Data excerpts
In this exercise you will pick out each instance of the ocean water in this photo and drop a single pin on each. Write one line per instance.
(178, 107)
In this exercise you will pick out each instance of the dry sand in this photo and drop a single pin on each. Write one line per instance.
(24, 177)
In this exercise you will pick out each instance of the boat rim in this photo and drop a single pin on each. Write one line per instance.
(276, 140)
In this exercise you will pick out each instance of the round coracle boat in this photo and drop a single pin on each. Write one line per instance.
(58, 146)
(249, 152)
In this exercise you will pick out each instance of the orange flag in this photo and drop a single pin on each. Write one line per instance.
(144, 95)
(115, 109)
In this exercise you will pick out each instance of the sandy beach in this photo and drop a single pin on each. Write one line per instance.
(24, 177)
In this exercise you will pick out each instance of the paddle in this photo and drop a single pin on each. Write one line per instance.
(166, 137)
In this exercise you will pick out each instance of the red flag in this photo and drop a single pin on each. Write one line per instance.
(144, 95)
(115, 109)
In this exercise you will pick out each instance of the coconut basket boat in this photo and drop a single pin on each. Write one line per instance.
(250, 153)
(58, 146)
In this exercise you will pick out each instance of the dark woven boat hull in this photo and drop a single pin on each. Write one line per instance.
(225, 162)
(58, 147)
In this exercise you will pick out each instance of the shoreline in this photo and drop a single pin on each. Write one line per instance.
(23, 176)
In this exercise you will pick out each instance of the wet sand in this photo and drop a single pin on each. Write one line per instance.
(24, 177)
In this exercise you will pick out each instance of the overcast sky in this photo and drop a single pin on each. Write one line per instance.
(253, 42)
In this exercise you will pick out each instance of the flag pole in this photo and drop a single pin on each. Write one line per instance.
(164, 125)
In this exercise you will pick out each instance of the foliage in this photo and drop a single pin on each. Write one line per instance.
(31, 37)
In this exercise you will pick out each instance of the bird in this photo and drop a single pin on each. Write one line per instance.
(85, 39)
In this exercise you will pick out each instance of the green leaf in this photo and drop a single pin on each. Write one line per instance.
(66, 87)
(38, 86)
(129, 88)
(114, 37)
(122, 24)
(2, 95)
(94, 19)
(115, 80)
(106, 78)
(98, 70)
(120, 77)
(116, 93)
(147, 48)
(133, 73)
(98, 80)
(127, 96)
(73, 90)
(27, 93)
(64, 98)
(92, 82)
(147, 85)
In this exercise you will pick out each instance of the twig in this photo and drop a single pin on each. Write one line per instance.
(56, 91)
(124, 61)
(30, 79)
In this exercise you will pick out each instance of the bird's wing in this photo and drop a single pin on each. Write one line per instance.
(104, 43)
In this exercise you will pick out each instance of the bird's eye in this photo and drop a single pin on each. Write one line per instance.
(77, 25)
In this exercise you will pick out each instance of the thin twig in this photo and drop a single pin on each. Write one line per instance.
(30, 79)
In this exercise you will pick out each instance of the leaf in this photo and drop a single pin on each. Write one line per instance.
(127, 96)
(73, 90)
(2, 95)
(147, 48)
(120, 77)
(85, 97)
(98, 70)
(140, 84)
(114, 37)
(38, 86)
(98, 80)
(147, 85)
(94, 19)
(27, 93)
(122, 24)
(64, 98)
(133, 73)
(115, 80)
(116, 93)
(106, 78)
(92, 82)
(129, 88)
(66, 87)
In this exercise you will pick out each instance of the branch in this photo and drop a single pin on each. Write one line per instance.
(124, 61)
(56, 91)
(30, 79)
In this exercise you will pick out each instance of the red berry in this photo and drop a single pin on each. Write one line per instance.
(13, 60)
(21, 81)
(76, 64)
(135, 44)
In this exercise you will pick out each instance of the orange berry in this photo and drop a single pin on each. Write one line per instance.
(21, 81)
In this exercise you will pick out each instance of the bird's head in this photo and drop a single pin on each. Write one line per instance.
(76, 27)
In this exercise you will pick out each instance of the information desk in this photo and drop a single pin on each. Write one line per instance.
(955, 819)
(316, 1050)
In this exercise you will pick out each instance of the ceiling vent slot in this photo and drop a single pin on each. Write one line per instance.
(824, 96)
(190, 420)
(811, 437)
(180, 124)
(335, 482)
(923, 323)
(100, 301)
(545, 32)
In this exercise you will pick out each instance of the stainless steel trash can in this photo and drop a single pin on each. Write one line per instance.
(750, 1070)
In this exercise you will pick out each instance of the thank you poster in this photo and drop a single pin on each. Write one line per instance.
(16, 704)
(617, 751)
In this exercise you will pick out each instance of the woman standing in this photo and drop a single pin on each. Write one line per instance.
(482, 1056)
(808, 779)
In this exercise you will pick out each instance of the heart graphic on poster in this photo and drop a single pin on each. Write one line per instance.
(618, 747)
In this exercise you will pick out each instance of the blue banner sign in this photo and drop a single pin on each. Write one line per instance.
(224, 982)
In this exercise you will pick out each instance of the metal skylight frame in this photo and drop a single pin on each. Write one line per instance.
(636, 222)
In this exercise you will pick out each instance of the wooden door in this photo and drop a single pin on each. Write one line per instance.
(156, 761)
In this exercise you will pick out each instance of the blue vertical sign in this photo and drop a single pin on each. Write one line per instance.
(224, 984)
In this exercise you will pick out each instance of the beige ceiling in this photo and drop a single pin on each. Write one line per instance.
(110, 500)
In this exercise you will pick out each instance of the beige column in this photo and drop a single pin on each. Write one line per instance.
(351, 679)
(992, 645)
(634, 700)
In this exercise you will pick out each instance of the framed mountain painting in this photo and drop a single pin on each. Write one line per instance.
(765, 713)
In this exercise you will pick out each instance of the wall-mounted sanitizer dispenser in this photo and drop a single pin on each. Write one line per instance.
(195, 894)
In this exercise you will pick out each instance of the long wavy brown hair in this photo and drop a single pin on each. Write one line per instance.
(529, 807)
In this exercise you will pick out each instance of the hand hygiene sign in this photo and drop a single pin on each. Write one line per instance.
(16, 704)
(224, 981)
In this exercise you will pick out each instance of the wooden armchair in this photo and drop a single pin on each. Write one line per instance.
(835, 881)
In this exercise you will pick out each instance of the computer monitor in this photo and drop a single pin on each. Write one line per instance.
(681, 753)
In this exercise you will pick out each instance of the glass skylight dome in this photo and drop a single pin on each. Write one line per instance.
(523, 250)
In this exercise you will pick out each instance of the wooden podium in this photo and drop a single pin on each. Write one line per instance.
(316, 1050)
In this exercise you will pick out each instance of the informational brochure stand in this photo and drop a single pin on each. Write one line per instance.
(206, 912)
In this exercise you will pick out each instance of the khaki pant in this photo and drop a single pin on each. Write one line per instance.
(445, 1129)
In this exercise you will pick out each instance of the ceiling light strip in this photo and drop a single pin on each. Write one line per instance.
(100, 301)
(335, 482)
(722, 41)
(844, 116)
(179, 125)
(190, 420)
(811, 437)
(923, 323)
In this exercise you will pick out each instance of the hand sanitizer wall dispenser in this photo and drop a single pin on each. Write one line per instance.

Required work
Reproduce the material precisely, including every line.

Correct response
In this exercise you will pick out each instance of the ocean water in this photo and drop a single pin on each. Write one line per instance.
(178, 107)
In this exercise you will pick out each instance of the dry sand in this photo and drop a single pin on each. Write one line per instance.
(24, 177)
In this exercise you will pick out each instance of the boat rim in this photo and drop a single pin on each. Write one line per instance.
(276, 140)
In this exercise you will pick out each instance of the round coracle boat in this photo and drop a single pin on each. Write one line per instance.
(58, 146)
(249, 152)
In this exercise you will pick out each instance of the orange flag in this photo and drop a single pin on each. Write one line per instance.
(144, 95)
(115, 109)
In this exercise you will pick out each instance of the sandy beach in this photo and drop a single pin on each. Write one line per instance.
(24, 177)
In this exercise you will pick out each instance of the paddle in this photo and drop a single pin on each. Write one line per instance.
(166, 137)
In this exercise you will pick out each instance of the red flag in this photo and drop a single pin on each. Write one line per instance.
(144, 95)
(115, 109)
In this exercise you will pick out each instance of the coconut basket boat in this photo and drop a single pin on each. Write one line per instance.
(250, 153)
(58, 146)
In this exercise you will pick out each instance of the dark woven boat hull in this photo and drop a single pin on each. Write one line per instance.
(225, 162)
(58, 147)
In this exercise you will pick out each instance of the shoreline in this photo and drop a single pin on each. Write one line per instance.
(23, 176)
In this exercise you will pick out each instance of the wet sand in this photo and drop a single pin on each. Write one line per instance.
(24, 177)
In this exercise you will pick out each instance of the overcast sky in this photo and drop a single pin on each. Write one line per instance.
(253, 42)
In this exercise you will pick out each instance of the flag pole in this photo and drop a single pin on each. Write one line per instance.
(164, 125)
In this exercise you will pick out each instance of the foliage in this photo and drop a single pin on each. Write one line per instance.
(31, 37)
In this exercise you will pick out each instance of the bird in this photo and drop a single pin on each. Write one line per instance.
(85, 39)
In this exercise you will pick out each instance of the green leaf in this photo and drop a single pin on each. Write one line per instance.
(66, 87)
(38, 86)
(129, 88)
(114, 37)
(122, 24)
(2, 95)
(94, 19)
(115, 80)
(106, 78)
(98, 70)
(120, 77)
(116, 93)
(147, 48)
(133, 73)
(98, 80)
(127, 96)
(73, 90)
(27, 93)
(64, 98)
(92, 82)
(147, 85)
In this exercise you will pick out each instance of the twig in this photo and drop a single pin on each. Write one line per instance.
(56, 91)
(124, 61)
(30, 79)
In this exercise you will pick out each instance of the bird's wing in this photo and drop a single pin on each. Write one line per instance.
(104, 43)
In this exercise you will pick out each instance of the bird's eye in this photo and drop a single pin on each. Write one line per instance.
(77, 25)
In this exercise you will pick out each instance of the thin twig in this photo and drop a single pin on each. Write one line per instance.
(30, 79)
In this exercise you will pick out each instance of the leaf in this photo and drop a single pin on each. Write one line per instance.
(127, 96)
(73, 90)
(2, 95)
(147, 48)
(120, 77)
(85, 97)
(98, 70)
(140, 84)
(114, 37)
(38, 86)
(98, 80)
(147, 85)
(94, 19)
(27, 93)
(122, 24)
(64, 98)
(133, 73)
(115, 80)
(116, 93)
(106, 78)
(92, 82)
(129, 88)
(66, 87)
In this exercise you will pick out each instance of the branch in this photo and drop a single pin on each. Write one line per instance.
(124, 61)
(56, 91)
(30, 79)
In this exercise you will pick out each instance of the red berry in this photo and drop a single pin on each. Write one line per instance.
(13, 60)
(21, 81)
(76, 64)
(135, 44)
In this exercise you will pick out each instance of the orange berry in this photo and drop a single pin on each. Write one line per instance.
(21, 81)
In this exercise you will pick out each instance of the bird's head in this photo and drop a single pin on each. Write one line per instance.
(76, 27)
In this exercise you will pick out each instance of the information desk in this photo and drop a single pin on each. Write one line per instance.
(955, 819)
(316, 1050)
In this exercise you will pick out each instance of the ceiling vent slot in this photo and drop a single pin on each. Write one line per instance.
(824, 96)
(190, 420)
(811, 437)
(180, 124)
(335, 482)
(923, 323)
(100, 301)
(545, 32)
In this exercise you will pick out each instance of the stainless steel trash can in this photo and drop a single pin on each. Write one line per instance.
(750, 1070)
In this exercise you will pick out each instance of the thank you poster in this photo and drop a single pin on each. Write one line per instance.
(16, 704)
(617, 751)
In this exercise you will pick out each instance of the woman standing in this photo and drop a single pin on each. Write one line per instance.
(482, 1056)
(808, 779)
In this exercise you will pick out each instance of the heart graphic on poster in this photo and drop a single pin on each. Write one line per instance.
(618, 747)
In this exercise you will pick out each instance of the blue banner sign in this photo and drop a single pin on each. Write one line per instance.
(224, 982)
In this exercise you will pick out each instance of the metal skylight frame in this photo and drop a single pin on each. Write one line per instance.
(636, 222)
In this exercise you will pick out each instance of the wooden door in this photo and drop a single pin on each. Write one line per instance.
(156, 761)
In this exercise you will pick out each instance of the blue vertical sign in this photo and drop a single pin on each. Write one line per instance.
(224, 984)
In this exercise you will pick out each instance of the beige ceiling in this photo and drop a single pin on each. Write one line per instance.
(110, 500)
In this exercise you will pick out each instance of the beige column in this photo and drop a single pin on each. Write one line per instance.
(351, 679)
(992, 645)
(634, 700)
In this exercise you will pick out each instance of the framed mountain painting in this photo and drop a single pin on each. Write one line per instance.
(765, 713)
In this exercise you will pick out each instance of the wall-mounted sanitizer dispenser in this photo and drop a single pin on each. Write one line per instance.
(195, 894)
In this exercise you will pick out each instance of the long wavy brown hair in this photo and drop a single pin on each. Write one line per instance.
(529, 807)
In this exercise you will pick out each instance of the hand hygiene sign in this photo and drop a single pin on each. Write one line per instance.
(16, 704)
(224, 981)
In this exercise you will pick out each instance of the wooden armchair in this photo and drop a single pin on each. Write one line per instance.
(835, 881)
In this exercise you will pick out each instance of the computer monitor in this photo and drop a single pin on each. Write one line per instance.
(681, 753)
In this exercise you will pick out each instance of the glass skylight dome in this photo and drop a single pin on each. Write one line per instance.
(523, 250)
In this exercise you will pick out each instance of the wooden podium in this photo and drop a single pin on each. Write one line per instance.
(316, 1050)
In this exercise you will pick out each instance of the informational brochure stand in this photo and drop a single pin on each. Write one line per instance.
(206, 912)
In this exercise you will pick out each instance of the khaki pant in this photo and drop a single pin on each. Write one line per instance.
(445, 1129)
In this exercise you will pick out each instance of the ceiling light strip in this photo and drop a single pin on each. Write one line per instance.
(100, 301)
(335, 482)
(722, 41)
(844, 116)
(179, 125)
(190, 420)
(811, 437)
(923, 323)
In this exercise you will pick out each instance of the hand sanitizer wall dispenser in this photo and drop a single pin on each. Write one line per instance.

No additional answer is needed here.